WORK ITEM:
Exactly the lines from the one containing "Where can you spot the sunlit" through the final line of the data are to be written out again, with nothing added.

[Point localization data]
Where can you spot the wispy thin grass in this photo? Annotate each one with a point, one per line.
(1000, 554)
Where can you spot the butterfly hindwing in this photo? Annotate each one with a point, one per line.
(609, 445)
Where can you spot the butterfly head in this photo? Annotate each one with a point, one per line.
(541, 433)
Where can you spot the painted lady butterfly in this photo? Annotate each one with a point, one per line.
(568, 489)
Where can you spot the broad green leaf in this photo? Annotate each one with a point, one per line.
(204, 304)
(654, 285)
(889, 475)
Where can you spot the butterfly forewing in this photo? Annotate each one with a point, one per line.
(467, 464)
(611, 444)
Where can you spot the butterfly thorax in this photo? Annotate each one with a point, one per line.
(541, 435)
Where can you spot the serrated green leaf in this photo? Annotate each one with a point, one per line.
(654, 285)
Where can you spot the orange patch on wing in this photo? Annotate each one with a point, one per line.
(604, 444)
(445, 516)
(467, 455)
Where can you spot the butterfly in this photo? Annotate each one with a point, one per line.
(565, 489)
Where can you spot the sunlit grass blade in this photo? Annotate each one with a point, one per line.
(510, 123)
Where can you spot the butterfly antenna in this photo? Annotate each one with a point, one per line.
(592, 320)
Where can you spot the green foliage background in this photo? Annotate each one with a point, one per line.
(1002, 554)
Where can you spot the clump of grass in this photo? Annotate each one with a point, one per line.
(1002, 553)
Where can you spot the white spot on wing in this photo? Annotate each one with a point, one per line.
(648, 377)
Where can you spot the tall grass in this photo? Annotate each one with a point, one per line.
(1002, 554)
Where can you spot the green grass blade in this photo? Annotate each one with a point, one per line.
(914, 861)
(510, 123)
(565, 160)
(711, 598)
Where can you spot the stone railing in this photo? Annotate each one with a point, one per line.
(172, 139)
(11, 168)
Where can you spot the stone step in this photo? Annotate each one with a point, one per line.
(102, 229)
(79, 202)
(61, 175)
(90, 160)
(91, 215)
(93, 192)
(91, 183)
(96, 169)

SOLUTION TO THIS TASK:
Where can you spot the sunlit grass blade in this photo? Annotate each one with a point, one per line.
(510, 123)
Where can you spot the butterfly antenna in this photo? Annotate each one with a point, one per line.
(592, 320)
Where can you spot the green foliage background in this photo? Annotate each one with a point, one per line.
(1002, 554)
Where can you spot the clump of grass in this photo? Annotate each one with a point, one per line.
(1002, 553)
Where can you spot the white spot on wing in this photo? Annotate each one with a point, one per line.
(648, 377)
Where can you spot the tall grass in this photo? Annotate each one with a point, one per line.
(1002, 554)
Where can you spot the green grass blade in this photo? Annotate each one with a point, one per line.
(914, 861)
(510, 123)
(565, 160)
(711, 598)
Where can you spot the stone railing in this photo? Annotate each one with a point, one per line.
(172, 139)
(11, 168)
Where can you spot the stone step in this photo? Annotate each one with a point, one per line.
(102, 229)
(79, 202)
(61, 175)
(90, 160)
(91, 215)
(93, 192)
(91, 183)
(96, 169)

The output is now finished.